ACTIVITY —
Copy all of the data below without altering a single line.

TASK MATERIAL —
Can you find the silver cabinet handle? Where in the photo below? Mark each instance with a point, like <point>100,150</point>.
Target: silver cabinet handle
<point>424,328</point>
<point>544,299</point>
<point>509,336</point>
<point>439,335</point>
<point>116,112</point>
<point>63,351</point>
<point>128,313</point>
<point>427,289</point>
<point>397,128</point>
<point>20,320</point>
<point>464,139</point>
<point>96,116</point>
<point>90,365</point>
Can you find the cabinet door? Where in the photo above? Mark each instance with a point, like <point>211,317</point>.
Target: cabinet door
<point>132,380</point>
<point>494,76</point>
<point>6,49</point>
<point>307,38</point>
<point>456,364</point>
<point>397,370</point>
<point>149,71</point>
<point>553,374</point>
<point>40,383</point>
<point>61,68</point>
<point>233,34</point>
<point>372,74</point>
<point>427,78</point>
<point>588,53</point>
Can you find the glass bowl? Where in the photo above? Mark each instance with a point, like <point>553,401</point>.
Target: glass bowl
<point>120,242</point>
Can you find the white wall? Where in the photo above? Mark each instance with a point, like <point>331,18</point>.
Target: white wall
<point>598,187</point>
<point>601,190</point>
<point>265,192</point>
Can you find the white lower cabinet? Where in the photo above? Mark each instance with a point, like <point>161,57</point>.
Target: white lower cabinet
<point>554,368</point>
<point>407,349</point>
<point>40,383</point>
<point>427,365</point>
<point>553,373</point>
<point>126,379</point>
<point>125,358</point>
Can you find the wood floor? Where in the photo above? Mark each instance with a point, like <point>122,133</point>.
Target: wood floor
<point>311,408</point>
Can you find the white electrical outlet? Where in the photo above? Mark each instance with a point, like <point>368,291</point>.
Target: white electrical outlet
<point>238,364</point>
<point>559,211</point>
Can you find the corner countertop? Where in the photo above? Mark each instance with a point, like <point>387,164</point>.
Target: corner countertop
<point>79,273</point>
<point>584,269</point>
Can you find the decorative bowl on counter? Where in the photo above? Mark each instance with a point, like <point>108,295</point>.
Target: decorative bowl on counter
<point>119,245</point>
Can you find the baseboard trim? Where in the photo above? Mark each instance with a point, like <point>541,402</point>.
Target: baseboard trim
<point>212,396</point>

FINAL ANSWER —
Can you find the silver cabinet handle? Where in the photo below? Mark each instance with a point, like <point>100,150</point>.
Target: silver cabinet handle
<point>424,328</point>
<point>544,299</point>
<point>509,336</point>
<point>439,335</point>
<point>116,112</point>
<point>63,351</point>
<point>128,313</point>
<point>427,289</point>
<point>397,128</point>
<point>20,320</point>
<point>464,139</point>
<point>96,116</point>
<point>90,365</point>
Can you find the cabinet door? Where in the photo above? Mark each instance with a point, like <point>211,317</point>.
Target: cabinet door
<point>132,380</point>
<point>494,76</point>
<point>6,49</point>
<point>307,38</point>
<point>456,364</point>
<point>397,370</point>
<point>149,71</point>
<point>553,374</point>
<point>40,383</point>
<point>61,68</point>
<point>233,34</point>
<point>372,74</point>
<point>427,78</point>
<point>588,53</point>
Can you find the glass bowl? Where in the photo above? Mark each instance with a point, like <point>553,401</point>.
Target: glass bowl
<point>120,242</point>
Can you find the white wall? Where in the photo above? Mark each instance with a point, like <point>331,18</point>.
Target: white wall
<point>598,187</point>
<point>601,190</point>
<point>265,192</point>
Can you find the white lower cabinet? Where in the photo above? Mark each instance with a point, like <point>161,57</point>.
Target: white lower cabinet
<point>554,368</point>
<point>407,349</point>
<point>40,383</point>
<point>427,365</point>
<point>553,373</point>
<point>126,379</point>
<point>125,358</point>
Can you find the wood floor? Where in the photo above? Mark each instance with a point, like <point>122,133</point>.
Target: wood floor
<point>311,408</point>
Can you find the white electrical outlet? Where in the photo above? Mark each instance with a point, like <point>368,291</point>.
Target: white electrical outlet
<point>238,364</point>
<point>559,211</point>
Can you find the corner countertop? Where in the photo above? Mark each instance with a point, like <point>387,164</point>.
Target: corner countertop
<point>79,273</point>
<point>584,269</point>
Can you find the decorative bowl on counter? Where in the photo above? Mark each instance with a point, like <point>108,295</point>.
Target: decorative bowl on counter
<point>119,245</point>
Can you find the baseboard trim? Where in the photo above? Mark each instance with a point, like <point>541,402</point>.
Target: baseboard trim
<point>212,396</point>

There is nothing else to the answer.